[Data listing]

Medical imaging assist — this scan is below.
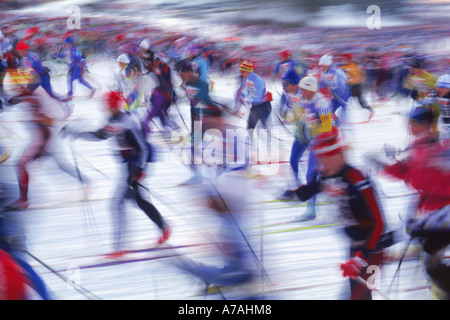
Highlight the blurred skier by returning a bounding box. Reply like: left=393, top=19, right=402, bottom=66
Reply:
left=319, top=55, right=351, bottom=125
left=367, top=107, right=450, bottom=294
left=16, top=41, right=61, bottom=100
left=341, top=54, right=374, bottom=120
left=169, top=114, right=261, bottom=299
left=272, top=50, right=308, bottom=80
left=54, top=36, right=96, bottom=101
left=0, top=143, right=50, bottom=300
left=136, top=41, right=179, bottom=136
left=280, top=70, right=333, bottom=220
left=295, top=127, right=392, bottom=300
left=234, top=61, right=272, bottom=138
left=436, top=73, right=450, bottom=143
left=8, top=89, right=90, bottom=209
left=65, top=91, right=171, bottom=258
left=179, top=62, right=221, bottom=185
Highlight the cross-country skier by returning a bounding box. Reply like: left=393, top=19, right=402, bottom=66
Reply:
left=136, top=41, right=179, bottom=135
left=319, top=54, right=351, bottom=125
left=295, top=127, right=386, bottom=300
left=66, top=91, right=171, bottom=258
left=54, top=36, right=96, bottom=101
left=173, top=114, right=261, bottom=299
left=179, top=62, right=221, bottom=185
left=281, top=70, right=333, bottom=220
left=16, top=41, right=61, bottom=100
left=8, top=88, right=90, bottom=209
left=367, top=107, right=450, bottom=298
left=0, top=143, right=50, bottom=300
left=272, top=50, right=308, bottom=79
left=235, top=61, right=272, bottom=138
left=341, top=54, right=374, bottom=120
left=436, top=73, right=450, bottom=143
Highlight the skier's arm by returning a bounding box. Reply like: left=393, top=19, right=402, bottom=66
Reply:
left=346, top=169, right=385, bottom=252
left=294, top=175, right=321, bottom=202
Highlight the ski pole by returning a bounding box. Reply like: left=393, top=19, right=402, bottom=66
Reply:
left=356, top=276, right=391, bottom=300
left=388, top=237, right=414, bottom=292
left=24, top=251, right=101, bottom=300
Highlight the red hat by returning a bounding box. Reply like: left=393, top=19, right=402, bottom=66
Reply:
left=239, top=61, right=253, bottom=72
left=16, top=41, right=30, bottom=50
left=278, top=50, right=292, bottom=60
left=0, top=249, right=27, bottom=300
left=312, top=127, right=345, bottom=157
left=105, top=91, right=123, bottom=109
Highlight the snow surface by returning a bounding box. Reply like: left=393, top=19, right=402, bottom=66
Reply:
left=0, top=58, right=440, bottom=300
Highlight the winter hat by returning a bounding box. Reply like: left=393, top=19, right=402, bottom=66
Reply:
left=64, top=36, right=75, bottom=44
left=281, top=69, right=300, bottom=86
left=409, top=105, right=435, bottom=125
left=436, top=73, right=450, bottom=89
left=178, top=61, right=194, bottom=72
left=278, top=50, right=292, bottom=60
left=312, top=127, right=345, bottom=157
left=299, top=76, right=319, bottom=92
left=117, top=54, right=130, bottom=64
left=239, top=61, right=253, bottom=72
left=16, top=41, right=30, bottom=50
left=105, top=91, right=123, bottom=109
left=139, top=39, right=150, bottom=50
left=319, top=54, right=333, bottom=66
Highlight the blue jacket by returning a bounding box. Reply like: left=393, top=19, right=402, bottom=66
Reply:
left=320, top=64, right=351, bottom=101
left=23, top=51, right=46, bottom=75
left=237, top=72, right=266, bottom=105
left=55, top=45, right=86, bottom=72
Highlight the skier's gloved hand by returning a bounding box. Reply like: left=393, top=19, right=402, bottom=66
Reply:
left=364, top=153, right=386, bottom=170
left=127, top=168, right=146, bottom=190
left=59, top=124, right=78, bottom=139
left=341, top=251, right=368, bottom=279
left=383, top=143, right=398, bottom=160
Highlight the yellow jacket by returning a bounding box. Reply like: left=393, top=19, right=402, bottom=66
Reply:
left=341, top=62, right=365, bottom=85
left=405, top=69, right=437, bottom=98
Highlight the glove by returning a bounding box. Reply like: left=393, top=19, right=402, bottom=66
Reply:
left=383, top=143, right=398, bottom=160
left=341, top=251, right=368, bottom=280
left=127, top=168, right=146, bottom=190
left=59, top=124, right=78, bottom=139
left=364, top=153, right=386, bottom=170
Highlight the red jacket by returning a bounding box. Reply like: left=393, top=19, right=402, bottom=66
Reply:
left=383, top=139, right=450, bottom=214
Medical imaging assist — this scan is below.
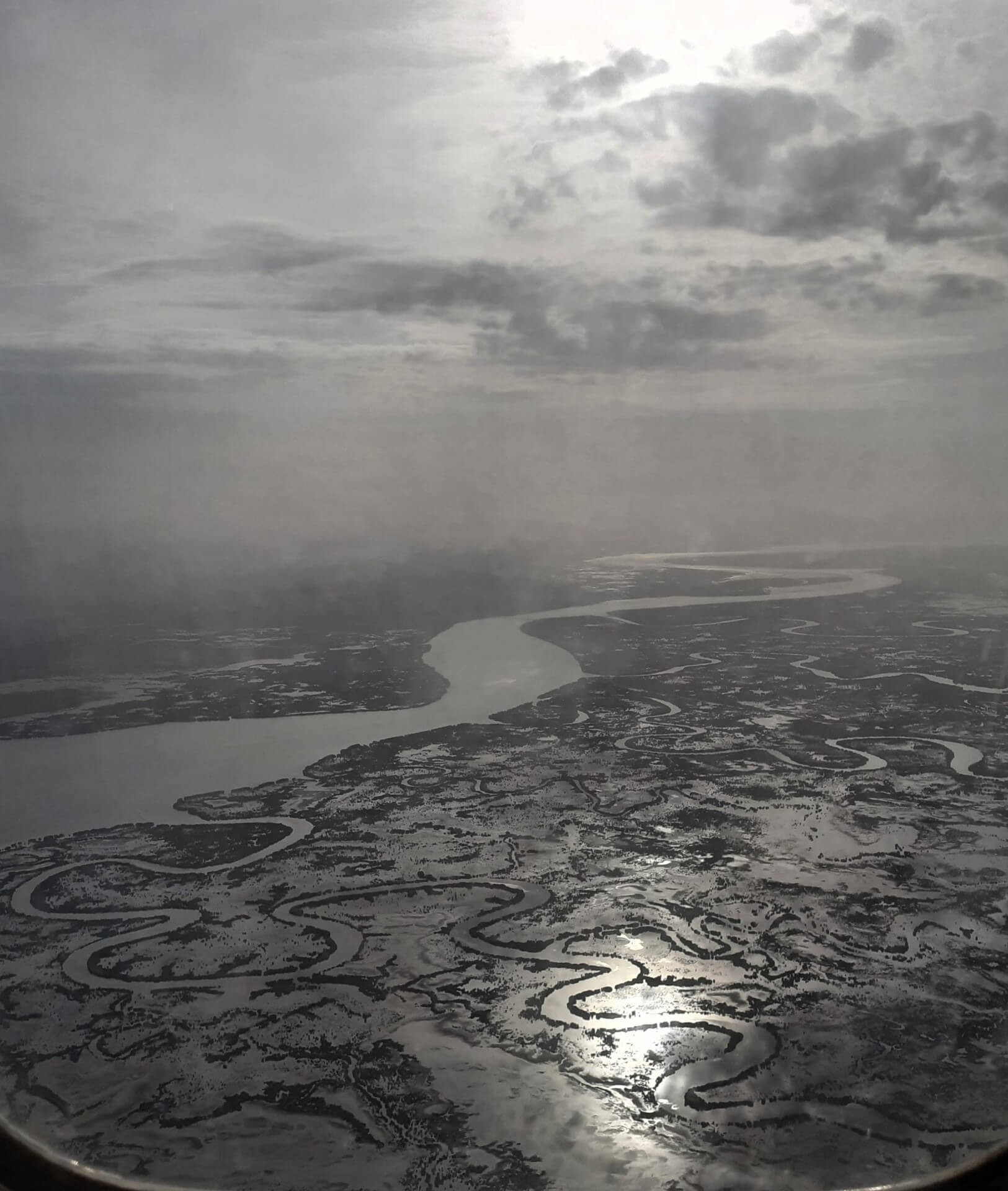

Exercise
Copy out the rows between the line holding "Highlight the winter" and the end of the rows, inclusive, with the requests, adding 130 to every bounding-box coordinate in the answers but not to the numbers in the requests or their sample replies. Leave the pictures out.

Reply to the exercise
Highlight the winter hat by returning a bounding box. Reply like: left=393, top=19, right=402, bottom=66
Reply:
left=194, top=166, right=205, bottom=174
left=411, top=199, right=430, bottom=216
left=539, top=235, right=565, bottom=255
left=566, top=203, right=580, bottom=219
left=308, top=191, right=324, bottom=202
left=408, top=180, right=422, bottom=190
left=442, top=257, right=475, bottom=287
left=429, top=206, right=449, bottom=222
left=247, top=184, right=260, bottom=194
left=369, top=191, right=383, bottom=202
left=146, top=171, right=160, bottom=180
left=235, top=221, right=253, bottom=239
left=269, top=169, right=280, bottom=180
left=449, top=184, right=463, bottom=196
Highlight the blue jacket by returning a bounding box. Reply like: left=393, top=19, right=402, bottom=66
Reply:
left=450, top=194, right=481, bottom=231
left=153, top=181, right=176, bottom=205
left=367, top=202, right=396, bottom=235
left=185, top=175, right=216, bottom=202
Highlight the skier's gloved hand by returning a bounding box. Reply like: left=393, top=19, right=402, bottom=66
Reply:
left=494, top=283, right=516, bottom=300
left=257, top=298, right=276, bottom=320
left=189, top=254, right=208, bottom=269
left=471, top=381, right=498, bottom=409
left=513, top=273, right=528, bottom=290
Highlight the yellow jacket by returning a bounding box. Reply like: left=393, top=19, right=402, bottom=66
Reply:
left=471, top=192, right=495, bottom=215
left=535, top=199, right=567, bottom=228
Highlight the glove by returning a bounding box. Reply like: left=393, top=19, right=402, bottom=66
Reply:
left=513, top=273, right=528, bottom=290
left=471, top=381, right=498, bottom=410
left=257, top=298, right=276, bottom=320
left=189, top=254, right=208, bottom=269
left=494, top=283, right=516, bottom=300
Highlight the red jacket by returning a bounding box. Reply like: left=393, top=19, right=402, bottom=66
Reply:
left=513, top=269, right=580, bottom=344
Medical imaging assist — this scan is below.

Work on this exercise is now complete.